-- BEGIN Dataset entries --
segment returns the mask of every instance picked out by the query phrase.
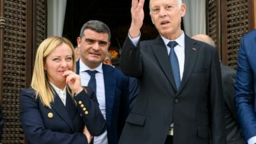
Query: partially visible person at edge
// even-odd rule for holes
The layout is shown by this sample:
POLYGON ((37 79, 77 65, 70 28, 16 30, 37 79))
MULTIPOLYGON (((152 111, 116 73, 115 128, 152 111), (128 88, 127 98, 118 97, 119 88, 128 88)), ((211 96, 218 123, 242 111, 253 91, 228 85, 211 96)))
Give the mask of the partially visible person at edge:
MULTIPOLYGON (((106 55, 105 60, 104 60, 104 63, 115 67, 115 66, 113 65, 112 63, 110 53, 108 52, 106 55)), ((137 79, 134 77, 129 77, 129 103, 130 109, 131 109, 135 102, 136 98, 139 93, 137 79)))
POLYGON ((81 86, 72 44, 51 37, 36 54, 31 88, 20 96, 28 143, 90 143, 106 124, 94 92, 81 86))
POLYGON ((0 143, 2 141, 3 127, 3 109, 2 109, 2 105, 0 105, 0 143))
POLYGON ((239 47, 234 102, 248 144, 256 143, 256 30, 242 38, 239 47))
POLYGON ((121 69, 140 82, 119 144, 226 143, 217 49, 181 30, 186 11, 181 0, 150 0, 160 35, 140 41, 144 2, 132 0, 121 54, 121 69))
MULTIPOLYGON (((192 37, 216 48, 213 40, 207 35, 198 34, 192 37)), ((221 77, 223 81, 223 98, 224 101, 224 117, 226 124, 226 141, 227 144, 245 144, 242 134, 240 126, 236 117, 236 107, 234 104, 234 84, 236 82, 236 71, 226 66, 221 62, 221 77)))
POLYGON ((80 59, 77 73, 82 86, 95 90, 107 130, 95 137, 94 144, 117 144, 128 113, 129 78, 120 70, 103 63, 110 45, 108 26, 98 20, 90 20, 81 29, 77 37, 80 59))

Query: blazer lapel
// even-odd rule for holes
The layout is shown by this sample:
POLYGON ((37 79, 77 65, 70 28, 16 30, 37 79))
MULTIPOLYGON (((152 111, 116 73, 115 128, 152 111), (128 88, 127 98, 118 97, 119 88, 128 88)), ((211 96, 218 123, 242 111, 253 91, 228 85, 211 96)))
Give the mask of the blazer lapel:
POLYGON ((114 107, 117 76, 114 73, 114 69, 108 67, 108 65, 102 64, 104 82, 105 86, 106 119, 107 123, 110 124, 112 121, 111 116, 114 107))
POLYGON ((176 96, 184 88, 187 82, 189 77, 190 76, 194 67, 196 64, 196 58, 198 54, 198 48, 196 47, 194 43, 191 38, 185 35, 185 62, 184 65, 184 72, 182 79, 181 80, 181 86, 179 88, 176 96))
POLYGON ((67 91, 67 98, 66 99, 66 109, 70 116, 70 118, 73 120, 76 113, 77 112, 77 107, 75 106, 75 101, 71 97, 70 94, 67 91))
POLYGON ((68 112, 66 110, 66 107, 58 94, 55 94, 54 101, 51 103, 51 107, 74 132, 73 122, 70 118, 70 116, 68 114, 68 112))
POLYGON ((173 86, 174 90, 177 90, 175 81, 174 80, 173 71, 171 69, 171 63, 169 60, 168 52, 166 49, 163 39, 160 36, 158 36, 155 39, 155 43, 153 43, 154 46, 152 49, 156 54, 156 58, 158 60, 158 63, 167 78, 169 82, 173 86))

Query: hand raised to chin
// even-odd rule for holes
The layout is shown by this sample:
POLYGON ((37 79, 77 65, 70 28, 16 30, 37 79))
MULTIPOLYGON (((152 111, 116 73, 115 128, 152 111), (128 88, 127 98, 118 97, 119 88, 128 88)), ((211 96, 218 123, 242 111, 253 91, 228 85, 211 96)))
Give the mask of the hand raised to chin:
POLYGON ((72 71, 66 71, 62 76, 66 77, 66 83, 68 84, 70 88, 75 93, 79 94, 83 88, 81 86, 80 76, 75 74, 72 71))

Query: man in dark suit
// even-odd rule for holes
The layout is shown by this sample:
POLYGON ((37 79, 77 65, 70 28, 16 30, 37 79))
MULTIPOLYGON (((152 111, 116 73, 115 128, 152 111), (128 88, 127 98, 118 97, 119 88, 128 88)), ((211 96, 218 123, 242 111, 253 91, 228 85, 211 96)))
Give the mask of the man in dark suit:
MULTIPOLYGON (((192 37, 216 47, 213 40, 207 35, 198 34, 192 37)), ((246 142, 238 124, 236 108, 234 104, 234 87, 236 71, 221 62, 223 81, 223 98, 224 101, 224 117, 226 124, 226 140, 227 144, 245 144, 246 142)))
POLYGON ((181 30, 181 0, 150 0, 160 36, 139 41, 144 1, 132 1, 121 54, 121 69, 140 82, 119 144, 226 143, 217 50, 181 30))
POLYGON ((0 105, 0 143, 2 140, 3 127, 3 111, 2 111, 2 106, 0 105))
POLYGON ((94 144, 117 144, 129 112, 129 78, 117 69, 102 63, 110 45, 110 31, 105 24, 91 20, 83 25, 77 38, 80 60, 77 62, 77 73, 81 85, 95 92, 107 123, 107 130, 95 137, 94 144), (91 75, 90 72, 95 73, 91 75))
POLYGON ((239 48, 235 104, 248 144, 256 143, 256 30, 242 39, 239 48))

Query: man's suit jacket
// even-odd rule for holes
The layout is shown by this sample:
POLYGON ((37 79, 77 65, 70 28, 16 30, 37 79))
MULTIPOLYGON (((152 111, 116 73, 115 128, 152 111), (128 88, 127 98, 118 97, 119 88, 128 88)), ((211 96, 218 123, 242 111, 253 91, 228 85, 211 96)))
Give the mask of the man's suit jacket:
POLYGON ((245 144, 238 124, 236 108, 234 104, 234 83, 236 71, 221 62, 224 101, 224 117, 226 123, 226 139, 227 144, 245 144))
POLYGON ((3 111, 2 106, 0 105, 0 142, 2 139, 2 134, 3 134, 3 111))
POLYGON ((242 39, 238 58, 235 103, 245 139, 256 135, 256 30, 242 39))
MULTIPOLYGON (((77 73, 80 65, 76 63, 77 73)), ((102 63, 108 143, 117 144, 129 112, 129 78, 117 69, 102 63)))
POLYGON ((33 89, 22 90, 20 96, 20 121, 28 143, 87 143, 83 134, 85 124, 93 135, 102 134, 106 124, 94 92, 88 90, 86 94, 83 90, 74 98, 76 103, 67 91, 64 106, 55 94, 50 109, 43 105, 40 98, 35 99, 33 89), (81 105, 86 108, 87 115, 81 105))
POLYGON ((120 67, 140 84, 120 144, 164 143, 172 122, 175 144, 225 143, 218 52, 188 36, 184 50, 184 73, 177 90, 161 37, 140 42, 136 48, 127 37, 120 67))

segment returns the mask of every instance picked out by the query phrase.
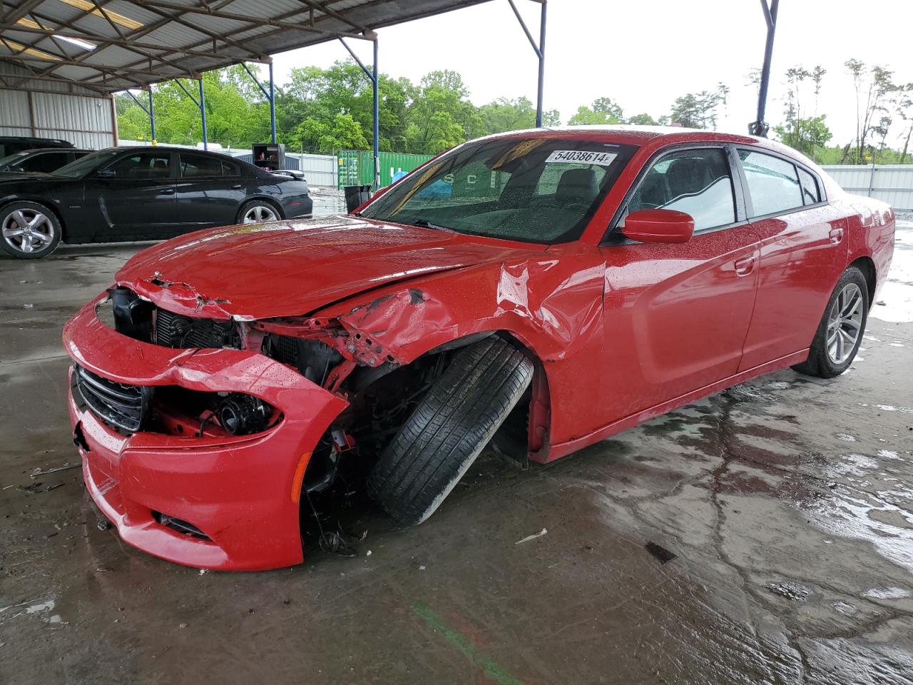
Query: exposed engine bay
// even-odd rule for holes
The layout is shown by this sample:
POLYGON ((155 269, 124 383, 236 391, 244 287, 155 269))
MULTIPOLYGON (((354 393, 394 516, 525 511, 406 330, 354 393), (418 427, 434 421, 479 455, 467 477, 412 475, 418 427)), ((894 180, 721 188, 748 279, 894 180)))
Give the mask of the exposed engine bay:
MULTIPOLYGON (((307 491, 320 491, 335 479, 340 456, 356 450, 365 466, 383 450, 446 366, 454 351, 491 333, 442 345, 403 364, 360 331, 338 320, 278 319, 254 321, 176 314, 128 288, 109 290, 97 310, 118 332, 175 349, 256 351, 296 369, 338 394, 349 406, 314 451, 304 478, 307 491)), ((242 393, 194 392, 177 385, 124 386, 75 368, 73 389, 106 423, 122 433, 137 430, 184 437, 255 435, 282 420, 281 412, 242 393), (114 387, 114 386, 117 387, 114 387)), ((504 427, 505 440, 525 458, 527 412, 515 412, 504 427), (519 436, 519 439, 518 439, 519 436)))

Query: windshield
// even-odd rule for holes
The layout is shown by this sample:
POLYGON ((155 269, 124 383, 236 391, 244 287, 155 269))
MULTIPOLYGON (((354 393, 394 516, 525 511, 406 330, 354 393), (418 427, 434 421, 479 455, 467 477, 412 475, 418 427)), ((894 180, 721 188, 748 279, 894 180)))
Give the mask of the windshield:
POLYGON ((506 240, 576 240, 635 149, 561 138, 469 142, 396 184, 362 216, 506 240))
POLYGON ((98 168, 114 155, 118 154, 118 150, 100 150, 97 153, 90 153, 85 157, 64 164, 59 169, 51 172, 55 176, 68 176, 69 178, 80 178, 89 172, 98 168))
POLYGON ((5 157, 0 157, 0 169, 5 169, 7 166, 16 166, 16 163, 21 160, 23 157, 27 157, 28 152, 16 153, 16 154, 7 154, 5 157))

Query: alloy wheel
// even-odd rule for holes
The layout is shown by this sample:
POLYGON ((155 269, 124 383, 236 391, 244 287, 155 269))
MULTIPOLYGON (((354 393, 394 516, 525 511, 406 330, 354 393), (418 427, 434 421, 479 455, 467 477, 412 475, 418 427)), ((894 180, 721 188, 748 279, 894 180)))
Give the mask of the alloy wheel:
POLYGON ((3 238, 17 252, 38 252, 54 242, 54 224, 35 209, 16 209, 3 220, 3 238))
POLYGON ((245 224, 261 224, 264 221, 277 221, 276 210, 265 205, 255 205, 244 214, 245 224))
POLYGON ((865 309, 862 290, 855 283, 848 283, 834 300, 827 316, 827 356, 838 366, 855 350, 865 309))

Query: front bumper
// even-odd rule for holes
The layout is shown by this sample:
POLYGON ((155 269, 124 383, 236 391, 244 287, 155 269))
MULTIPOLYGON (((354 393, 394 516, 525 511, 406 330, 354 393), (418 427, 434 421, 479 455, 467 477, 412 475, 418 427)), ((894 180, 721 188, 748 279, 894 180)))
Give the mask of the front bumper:
POLYGON ((77 364, 134 385, 254 395, 281 410, 283 419, 266 432, 229 438, 123 435, 70 392, 70 422, 92 500, 125 542, 163 559, 235 571, 300 563, 296 485, 347 403, 263 354, 175 350, 121 335, 96 316, 104 298, 64 327, 64 346, 77 364), (153 512, 188 522, 208 539, 173 530, 153 512))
-- END Dataset entries --
__The request__
Rewrite the listing from its first line through the line containing "POLYGON ((80 59, 77", substituting "outline" for each "mask" and changing nothing else. Leave the pictures out.

__Answer__
segment returns the outline of every instance picked out by the query phrase.
Query: partially visible person at edge
// even-odd rule for holes
The layout is shown by this sample:
POLYGON ((37 79, 77 65, 70 28, 16 30, 37 79))
MULTIPOLYGON (((152 111, 116 73, 115 128, 152 111), (128 88, 127 98, 118 97, 119 88, 128 88)), ((211 96, 218 123, 242 111, 253 91, 228 85, 211 96)))
Give the outline of the partially visible person at edge:
MULTIPOLYGON (((106 55, 105 60, 104 60, 104 63, 115 67, 115 66, 113 65, 112 63, 110 53, 108 52, 106 55)), ((137 79, 134 77, 129 77, 129 103, 130 109, 131 109, 135 102, 136 98, 139 93, 137 79)))
POLYGON ((81 86, 72 44, 51 37, 36 54, 31 88, 20 96, 28 143, 90 143, 106 124, 94 92, 81 86))
POLYGON ((0 143, 2 141, 3 127, 3 109, 2 109, 2 105, 0 105, 0 143))
POLYGON ((239 47, 234 102, 248 144, 256 143, 256 30, 242 38, 239 47))
POLYGON ((121 69, 140 82, 119 144, 226 143, 217 49, 181 30, 186 11, 181 0, 150 0, 160 35, 140 41, 144 2, 132 0, 121 54, 121 69))
MULTIPOLYGON (((192 37, 216 48, 213 40, 207 35, 198 34, 192 37)), ((221 77, 223 81, 223 98, 224 101, 224 117, 226 124, 226 141, 227 144, 245 144, 242 134, 240 126, 236 117, 236 107, 234 104, 234 84, 236 82, 236 71, 226 66, 221 62, 221 77)))
POLYGON ((80 59, 77 73, 82 86, 95 90, 107 130, 95 137, 94 144, 117 144, 128 113, 129 78, 120 70, 103 63, 110 45, 108 26, 98 20, 90 20, 81 29, 77 37, 80 59))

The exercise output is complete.